++++ ENTRIES PROVIDED ++++
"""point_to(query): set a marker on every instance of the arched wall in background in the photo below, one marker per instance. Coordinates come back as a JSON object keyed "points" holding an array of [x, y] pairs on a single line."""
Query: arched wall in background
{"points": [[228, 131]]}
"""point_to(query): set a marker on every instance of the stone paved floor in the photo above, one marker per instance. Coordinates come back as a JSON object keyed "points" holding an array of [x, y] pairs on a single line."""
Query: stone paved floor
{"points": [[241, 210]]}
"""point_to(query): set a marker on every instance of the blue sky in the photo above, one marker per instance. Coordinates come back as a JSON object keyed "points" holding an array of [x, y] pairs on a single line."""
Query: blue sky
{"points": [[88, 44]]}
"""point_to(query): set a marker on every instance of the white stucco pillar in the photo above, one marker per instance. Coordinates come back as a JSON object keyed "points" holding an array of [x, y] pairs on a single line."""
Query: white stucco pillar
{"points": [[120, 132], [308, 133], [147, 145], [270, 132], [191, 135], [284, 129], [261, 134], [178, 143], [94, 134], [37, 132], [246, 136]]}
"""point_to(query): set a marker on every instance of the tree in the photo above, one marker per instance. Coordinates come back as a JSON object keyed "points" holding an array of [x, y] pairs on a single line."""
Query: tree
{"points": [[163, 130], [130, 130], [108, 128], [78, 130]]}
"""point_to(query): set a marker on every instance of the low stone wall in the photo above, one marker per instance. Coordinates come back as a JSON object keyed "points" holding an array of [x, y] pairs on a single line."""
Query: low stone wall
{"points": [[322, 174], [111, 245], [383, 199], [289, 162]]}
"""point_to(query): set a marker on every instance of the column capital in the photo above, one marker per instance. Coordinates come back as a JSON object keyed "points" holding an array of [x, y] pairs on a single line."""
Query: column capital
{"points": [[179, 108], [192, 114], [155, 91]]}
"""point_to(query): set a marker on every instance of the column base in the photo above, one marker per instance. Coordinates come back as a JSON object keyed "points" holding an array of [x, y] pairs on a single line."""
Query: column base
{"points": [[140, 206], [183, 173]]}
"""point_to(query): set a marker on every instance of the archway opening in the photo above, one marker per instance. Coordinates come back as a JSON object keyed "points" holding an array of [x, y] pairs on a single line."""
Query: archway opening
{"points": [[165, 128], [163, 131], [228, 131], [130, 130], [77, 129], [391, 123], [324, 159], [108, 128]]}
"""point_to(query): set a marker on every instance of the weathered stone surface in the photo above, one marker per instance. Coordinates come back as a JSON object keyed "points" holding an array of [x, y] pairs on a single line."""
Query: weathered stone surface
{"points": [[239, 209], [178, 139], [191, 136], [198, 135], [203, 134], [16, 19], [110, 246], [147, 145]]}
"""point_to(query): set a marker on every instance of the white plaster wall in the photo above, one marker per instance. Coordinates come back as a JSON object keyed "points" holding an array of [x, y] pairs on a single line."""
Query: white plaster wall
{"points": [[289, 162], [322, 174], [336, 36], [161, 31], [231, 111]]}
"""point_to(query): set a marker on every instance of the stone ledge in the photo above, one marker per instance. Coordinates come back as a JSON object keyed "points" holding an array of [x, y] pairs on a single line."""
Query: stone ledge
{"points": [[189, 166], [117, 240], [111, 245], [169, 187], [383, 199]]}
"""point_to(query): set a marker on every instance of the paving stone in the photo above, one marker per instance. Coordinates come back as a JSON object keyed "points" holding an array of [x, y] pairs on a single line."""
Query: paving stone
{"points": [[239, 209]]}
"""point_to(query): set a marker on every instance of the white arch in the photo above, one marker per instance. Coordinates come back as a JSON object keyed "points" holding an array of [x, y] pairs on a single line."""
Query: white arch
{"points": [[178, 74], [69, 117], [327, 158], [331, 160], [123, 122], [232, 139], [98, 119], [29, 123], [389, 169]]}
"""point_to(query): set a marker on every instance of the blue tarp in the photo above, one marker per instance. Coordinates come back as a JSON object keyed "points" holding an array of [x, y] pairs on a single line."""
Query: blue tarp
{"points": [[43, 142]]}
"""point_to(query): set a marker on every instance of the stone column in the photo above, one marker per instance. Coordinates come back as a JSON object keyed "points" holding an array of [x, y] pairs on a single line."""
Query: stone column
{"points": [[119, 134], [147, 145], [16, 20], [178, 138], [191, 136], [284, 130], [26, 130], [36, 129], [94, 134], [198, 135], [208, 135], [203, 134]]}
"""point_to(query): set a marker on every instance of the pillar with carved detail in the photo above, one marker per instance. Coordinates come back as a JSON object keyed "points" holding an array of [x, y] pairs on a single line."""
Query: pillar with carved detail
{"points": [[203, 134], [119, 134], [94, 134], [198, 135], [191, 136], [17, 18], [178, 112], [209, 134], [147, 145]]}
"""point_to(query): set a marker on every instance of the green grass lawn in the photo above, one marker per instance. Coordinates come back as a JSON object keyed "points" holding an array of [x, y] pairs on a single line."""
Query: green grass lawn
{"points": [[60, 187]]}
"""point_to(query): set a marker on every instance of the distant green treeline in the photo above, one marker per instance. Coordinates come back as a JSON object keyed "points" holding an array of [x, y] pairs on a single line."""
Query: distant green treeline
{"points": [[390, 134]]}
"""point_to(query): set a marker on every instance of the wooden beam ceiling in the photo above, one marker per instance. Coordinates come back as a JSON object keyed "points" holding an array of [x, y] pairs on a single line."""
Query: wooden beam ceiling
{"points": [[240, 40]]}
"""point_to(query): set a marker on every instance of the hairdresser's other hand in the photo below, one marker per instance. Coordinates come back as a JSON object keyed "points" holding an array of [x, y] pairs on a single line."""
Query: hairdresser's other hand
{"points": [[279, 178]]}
++++
## WHAT IS REQUIRED
Copy all of the lines above without changing anything.

## CORRECT RESULT
"""point_to(query): set a marker on every instance of the arched wall in background in the photo below, one marker per instance. Coordinates come back as a JSON object keyed "points" holding an array of [x, y] pairs on a single line."""
Query: arched wall in background
{"points": [[228, 131]]}
"""point_to(query): set a marker on every instance of the stone paved floor in the photo above, one marker per instance. Coordinates come back as a JSON object keyed "points" holding an array of [x, y] pairs on a single line."""
Query: stone paved floor
{"points": [[241, 210]]}
"""point_to(query): set a marker on every instance of the blue sky in the photo above, one marker per instance. Coordinates come back as a JSON object keyed "points" holding an array of [x, y] pairs on a single line."""
Query: blue sky
{"points": [[88, 44]]}
"""point_to(query): set a marker on every instance of the white stucco pillar in the photo above, one marker per instance. Coordinates come back as a JSON object keyed "points" holding an array of [x, y] pairs on a single line."""
Query: white stucco pillar
{"points": [[120, 132], [308, 133], [147, 145], [270, 132], [191, 135], [284, 129], [261, 134], [178, 143], [94, 134], [37, 132], [246, 136]]}
"""point_to(query): set a marker on every instance of the tree in the photo above, one marker per instance. Coordinates come back as a JSON object keyed "points" holding an array of [x, y] pairs on a single line."""
Query: tree
{"points": [[163, 130], [130, 130], [108, 128], [78, 130]]}
"""point_to(query): set a marker on every instance of the low stone wall in the photo above, one marker per instance. Coordinates come back as a JSON object keyed "points" holding an array of [x, y] pairs on a single line."""
Query: low stone wall
{"points": [[322, 174], [111, 245], [383, 199], [289, 162]]}
"""point_to(query): set a marker on every instance of the column capital in the photo above, one marker per instance. Coordinates come back as a JSON object keyed "points" holding an array of [x, y] pairs on a single line."""
Query: column capital
{"points": [[179, 108], [192, 114], [155, 91]]}
"""point_to(query): set a marker on every instance of the column base in the photo above, one marker per instance. Coordinates come back as a JSON object keyed "points" holding an array of [x, y] pairs on a single line."""
Query: column base
{"points": [[140, 206], [183, 173]]}
"""point_to(query): set a marker on every instance of the archway opening in the photo above, one marker per instance. Coordinates come back as a JSON object keyed "points" holding an array of [x, y] pairs on a single line."""
Query: archway opening
{"points": [[165, 128], [163, 131], [228, 131], [130, 130], [77, 129], [391, 123], [324, 159], [108, 128]]}
"""point_to(query): set a marker on every instance of the weathered stone surface in the photo above, one marker per instance. Coordinates come back as a JSON object keyed "points" holding an array of [x, y] pairs on a single line."""
Query: weathered stone surface
{"points": [[239, 209], [178, 139], [191, 136], [198, 135], [203, 134], [16, 19], [110, 246], [147, 145]]}
"""point_to(query): set a marker on every instance of the white plaster wall in the photo above, one marker per instance. Coordinates come back as a JSON object keyed "points" holding an array of [x, y] pairs on a single line."""
Query: white plaster wall
{"points": [[289, 162], [322, 174], [336, 36], [161, 31], [231, 111]]}
"""point_to(query): set a marker on every instance of the stone ledge in the photo above, one marker per instance. Coordinates come back as a JSON object keyed "points" holding an array of [x, y] pairs on a single line."""
Query: stone ledge
{"points": [[189, 166], [117, 240], [111, 245], [169, 187], [383, 199]]}
"""point_to(query): set a marker on every instance of the paving stone in the photo above, one marker per instance. Coordinates come back as a JSON object keyed "points" holding an array of [x, y] pairs on a single line."""
Query: paving stone
{"points": [[239, 209]]}
"""point_to(query): set a marker on every instance of the white arch in the photo above, one marker per instance. Coordinates come back as a JSON object keyed "points" holding an array of [x, y] pairs on a single line."""
Query: white arch
{"points": [[178, 74], [69, 117], [327, 158], [331, 160], [123, 122], [232, 139], [98, 119], [29, 123], [389, 169]]}
"""point_to(query): set a marker on every instance of the blue tarp in the photo above, one marker per instance. Coordinates come back as a JSON object keyed "points" holding an array of [x, y] pairs on a single line."""
Query: blue tarp
{"points": [[43, 142]]}
"""point_to(query): set a marker on every instance of the stone column in the photo above, one marker per instance. Coordinates come back as a JSON object keyed "points" holding an array of [x, y] pairs on a single line."""
Query: stone column
{"points": [[119, 134], [147, 145], [16, 20], [178, 138], [191, 136], [284, 130], [26, 130], [36, 129], [94, 134], [198, 135], [208, 135], [203, 134]]}
"""point_to(query): set a marker on every instance of the pillar with carved detail in the photo above, one marker per instance. Coordinates come back as a JSON object keyed "points" holding an array of [x, y] pairs on a single line."""
Query: pillar with carved detail
{"points": [[203, 134], [119, 134], [94, 134], [198, 135], [191, 136], [17, 18], [178, 112], [209, 134], [147, 145]]}
"""point_to(query): set a marker on every instance of the green grass lawn in the photo above, one marker per instance. Coordinates come back as a JSON object keyed "points" holding an array of [x, y] pairs on a single line."""
Query: green grass lawn
{"points": [[60, 187]]}
"""point_to(query): set a marker on every instance of the distant green treeline in the photo above, one marker per instance. Coordinates come back as a JSON object keyed "points" holding an array of [x, y] pairs on a single line."""
Query: distant green treeline
{"points": [[390, 134]]}
"""point_to(query): set a marker on every instance of the wooden beam ceiling in the photo above, one marker per instance. Coordinates come back as a JSON object keyed "points" holding an array of [x, y] pairs on a single line."""
Query: wooden beam ceiling
{"points": [[240, 40]]}
"""point_to(query): set a marker on every instance of the hairdresser's other hand in the photo below, one marker per instance. Coordinates come back as a JSON object keyed "points" holding an array of [x, y] pairs on a single line."""
Query: hairdresser's other hand
{"points": [[279, 178]]}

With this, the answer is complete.